For the word "cover", find each line in the entries where it occurs and copy that line.
━━━━━ MATERIAL TO PROCESS ━━━━━
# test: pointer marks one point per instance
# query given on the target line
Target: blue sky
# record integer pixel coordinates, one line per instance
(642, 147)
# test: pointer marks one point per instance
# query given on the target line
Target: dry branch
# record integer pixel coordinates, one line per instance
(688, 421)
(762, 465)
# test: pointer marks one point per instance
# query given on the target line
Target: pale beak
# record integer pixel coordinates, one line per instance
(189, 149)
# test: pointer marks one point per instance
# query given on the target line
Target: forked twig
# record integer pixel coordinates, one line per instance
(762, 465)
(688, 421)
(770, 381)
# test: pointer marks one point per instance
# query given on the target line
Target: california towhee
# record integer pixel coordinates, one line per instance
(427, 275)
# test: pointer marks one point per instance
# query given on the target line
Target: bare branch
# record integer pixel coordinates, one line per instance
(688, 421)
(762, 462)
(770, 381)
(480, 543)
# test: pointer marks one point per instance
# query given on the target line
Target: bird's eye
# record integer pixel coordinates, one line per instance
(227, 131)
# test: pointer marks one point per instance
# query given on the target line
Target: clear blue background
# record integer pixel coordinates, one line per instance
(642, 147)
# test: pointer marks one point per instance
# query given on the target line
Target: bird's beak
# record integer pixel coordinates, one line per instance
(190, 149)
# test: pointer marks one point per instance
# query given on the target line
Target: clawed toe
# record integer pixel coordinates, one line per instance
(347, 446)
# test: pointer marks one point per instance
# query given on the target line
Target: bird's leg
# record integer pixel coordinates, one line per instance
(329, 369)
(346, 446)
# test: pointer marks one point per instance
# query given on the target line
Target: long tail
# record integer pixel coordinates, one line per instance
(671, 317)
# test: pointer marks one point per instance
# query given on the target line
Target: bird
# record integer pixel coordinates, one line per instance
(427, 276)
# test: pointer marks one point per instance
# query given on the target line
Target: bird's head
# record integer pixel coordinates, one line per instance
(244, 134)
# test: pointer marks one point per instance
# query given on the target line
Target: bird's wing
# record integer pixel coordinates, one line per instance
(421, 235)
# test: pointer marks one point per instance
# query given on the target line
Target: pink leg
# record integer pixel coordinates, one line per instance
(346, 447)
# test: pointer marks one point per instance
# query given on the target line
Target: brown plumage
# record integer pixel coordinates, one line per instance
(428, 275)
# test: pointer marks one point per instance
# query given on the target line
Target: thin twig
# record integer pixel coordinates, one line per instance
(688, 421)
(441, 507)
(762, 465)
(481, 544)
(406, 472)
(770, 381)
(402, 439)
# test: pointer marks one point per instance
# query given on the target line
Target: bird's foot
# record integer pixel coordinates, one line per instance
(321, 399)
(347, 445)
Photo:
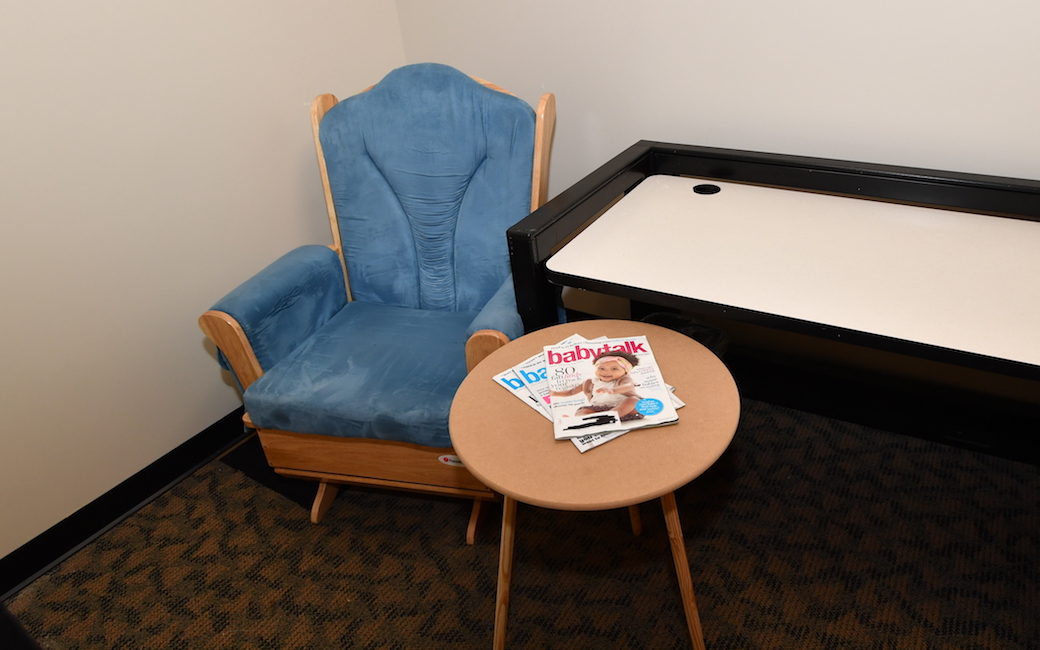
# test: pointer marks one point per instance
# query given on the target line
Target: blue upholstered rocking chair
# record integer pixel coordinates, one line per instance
(349, 355)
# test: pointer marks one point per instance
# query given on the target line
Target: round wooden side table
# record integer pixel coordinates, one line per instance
(511, 448)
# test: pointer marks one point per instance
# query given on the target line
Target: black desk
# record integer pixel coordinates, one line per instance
(933, 264)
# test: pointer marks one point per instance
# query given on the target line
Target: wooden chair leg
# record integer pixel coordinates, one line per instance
(327, 492)
(474, 518)
(633, 514)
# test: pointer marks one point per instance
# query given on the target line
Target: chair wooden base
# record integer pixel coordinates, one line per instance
(334, 461)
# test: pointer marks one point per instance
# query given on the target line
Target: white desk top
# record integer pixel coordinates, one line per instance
(961, 281)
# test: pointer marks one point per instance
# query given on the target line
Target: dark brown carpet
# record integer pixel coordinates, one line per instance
(809, 533)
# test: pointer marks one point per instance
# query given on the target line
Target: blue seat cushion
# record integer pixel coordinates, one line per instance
(371, 371)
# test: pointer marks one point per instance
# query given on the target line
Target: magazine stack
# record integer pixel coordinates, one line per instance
(596, 390)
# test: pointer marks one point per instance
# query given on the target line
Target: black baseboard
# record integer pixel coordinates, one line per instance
(36, 556)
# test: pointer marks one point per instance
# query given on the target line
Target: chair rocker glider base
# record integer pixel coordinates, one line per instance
(334, 461)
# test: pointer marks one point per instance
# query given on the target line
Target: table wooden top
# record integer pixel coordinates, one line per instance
(510, 447)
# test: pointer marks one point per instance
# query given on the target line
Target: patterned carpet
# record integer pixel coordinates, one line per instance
(809, 533)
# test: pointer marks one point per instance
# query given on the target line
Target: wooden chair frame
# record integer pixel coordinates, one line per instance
(334, 461)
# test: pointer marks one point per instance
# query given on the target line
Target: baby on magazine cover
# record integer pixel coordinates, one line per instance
(611, 389)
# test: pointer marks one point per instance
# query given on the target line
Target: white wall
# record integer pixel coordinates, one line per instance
(949, 84)
(152, 156)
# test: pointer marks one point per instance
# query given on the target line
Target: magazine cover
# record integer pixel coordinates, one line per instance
(531, 372)
(603, 386)
(511, 382)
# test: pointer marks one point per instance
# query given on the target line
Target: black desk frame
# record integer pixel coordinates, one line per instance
(533, 240)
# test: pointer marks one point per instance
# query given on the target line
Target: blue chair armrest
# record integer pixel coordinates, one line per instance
(283, 305)
(500, 313)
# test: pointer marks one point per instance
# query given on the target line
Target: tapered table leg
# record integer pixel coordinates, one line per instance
(504, 571)
(681, 570)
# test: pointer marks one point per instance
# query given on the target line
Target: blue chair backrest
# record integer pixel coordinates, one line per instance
(427, 170)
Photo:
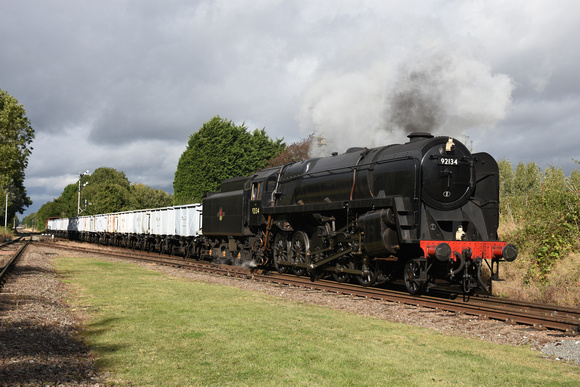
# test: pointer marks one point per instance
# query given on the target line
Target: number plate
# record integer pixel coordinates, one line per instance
(448, 161)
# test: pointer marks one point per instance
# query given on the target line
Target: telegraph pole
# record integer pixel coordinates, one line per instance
(81, 174)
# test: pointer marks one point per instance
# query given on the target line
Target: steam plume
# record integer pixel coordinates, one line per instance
(442, 93)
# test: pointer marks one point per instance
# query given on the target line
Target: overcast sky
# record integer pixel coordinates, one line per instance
(123, 84)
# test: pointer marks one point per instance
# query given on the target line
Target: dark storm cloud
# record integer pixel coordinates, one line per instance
(124, 84)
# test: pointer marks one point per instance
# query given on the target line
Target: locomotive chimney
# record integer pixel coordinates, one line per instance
(416, 136)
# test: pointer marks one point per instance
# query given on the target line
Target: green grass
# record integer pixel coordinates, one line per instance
(151, 329)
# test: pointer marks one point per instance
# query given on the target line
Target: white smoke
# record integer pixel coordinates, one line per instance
(439, 92)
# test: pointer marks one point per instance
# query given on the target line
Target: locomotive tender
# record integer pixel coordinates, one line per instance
(423, 211)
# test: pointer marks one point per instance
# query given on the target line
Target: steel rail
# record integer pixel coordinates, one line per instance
(10, 265)
(539, 316)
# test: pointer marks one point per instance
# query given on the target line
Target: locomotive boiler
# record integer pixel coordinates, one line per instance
(424, 211)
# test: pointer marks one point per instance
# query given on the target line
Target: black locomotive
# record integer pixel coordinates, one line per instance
(423, 211)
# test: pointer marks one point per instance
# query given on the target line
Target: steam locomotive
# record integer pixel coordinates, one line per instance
(424, 212)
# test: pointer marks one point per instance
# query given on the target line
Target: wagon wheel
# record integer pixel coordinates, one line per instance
(370, 276)
(280, 253)
(298, 249)
(342, 263)
(411, 274)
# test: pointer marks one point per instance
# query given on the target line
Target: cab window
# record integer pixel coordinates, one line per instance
(257, 190)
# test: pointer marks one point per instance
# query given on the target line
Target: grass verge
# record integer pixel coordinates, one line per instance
(151, 329)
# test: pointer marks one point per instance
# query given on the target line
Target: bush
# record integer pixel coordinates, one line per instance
(544, 206)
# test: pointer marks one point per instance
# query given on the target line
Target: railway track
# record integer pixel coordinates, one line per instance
(539, 316)
(9, 255)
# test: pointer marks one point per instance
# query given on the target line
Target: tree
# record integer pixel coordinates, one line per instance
(218, 151)
(297, 151)
(16, 135)
(148, 197)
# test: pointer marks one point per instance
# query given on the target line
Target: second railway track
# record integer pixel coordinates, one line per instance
(540, 316)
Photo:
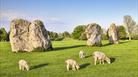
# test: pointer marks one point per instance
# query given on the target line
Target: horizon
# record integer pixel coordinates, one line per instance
(65, 15)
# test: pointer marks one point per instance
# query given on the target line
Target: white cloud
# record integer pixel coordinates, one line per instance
(51, 23)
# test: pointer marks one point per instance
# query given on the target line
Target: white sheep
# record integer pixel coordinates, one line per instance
(82, 54)
(101, 57)
(23, 65)
(73, 64)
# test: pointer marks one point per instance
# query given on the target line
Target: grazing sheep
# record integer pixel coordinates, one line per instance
(101, 57)
(73, 64)
(82, 54)
(23, 65)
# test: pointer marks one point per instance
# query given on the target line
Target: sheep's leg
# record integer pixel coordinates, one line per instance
(20, 67)
(73, 67)
(27, 68)
(100, 61)
(95, 59)
(67, 67)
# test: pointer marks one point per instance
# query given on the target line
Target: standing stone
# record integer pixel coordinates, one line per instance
(93, 34)
(113, 35)
(38, 36)
(23, 33)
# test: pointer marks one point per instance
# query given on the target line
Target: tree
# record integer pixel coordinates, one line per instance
(3, 34)
(129, 24)
(122, 32)
(104, 34)
(66, 34)
(135, 32)
(78, 31)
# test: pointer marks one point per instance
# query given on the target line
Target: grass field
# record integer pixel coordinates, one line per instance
(52, 63)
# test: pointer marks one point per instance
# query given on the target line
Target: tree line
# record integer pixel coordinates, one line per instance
(127, 31)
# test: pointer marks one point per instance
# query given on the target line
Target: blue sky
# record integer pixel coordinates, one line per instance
(64, 15)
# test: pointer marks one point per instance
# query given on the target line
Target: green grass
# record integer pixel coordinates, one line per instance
(52, 63)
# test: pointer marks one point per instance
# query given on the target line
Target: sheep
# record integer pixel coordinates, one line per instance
(73, 64)
(23, 65)
(82, 54)
(101, 57)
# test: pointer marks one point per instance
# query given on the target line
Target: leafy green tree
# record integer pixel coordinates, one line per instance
(3, 34)
(66, 34)
(78, 31)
━━━━━
■ ANSWER FOR THIS EXERCISE:
Target: baby on magazine cover
Target: magazine cover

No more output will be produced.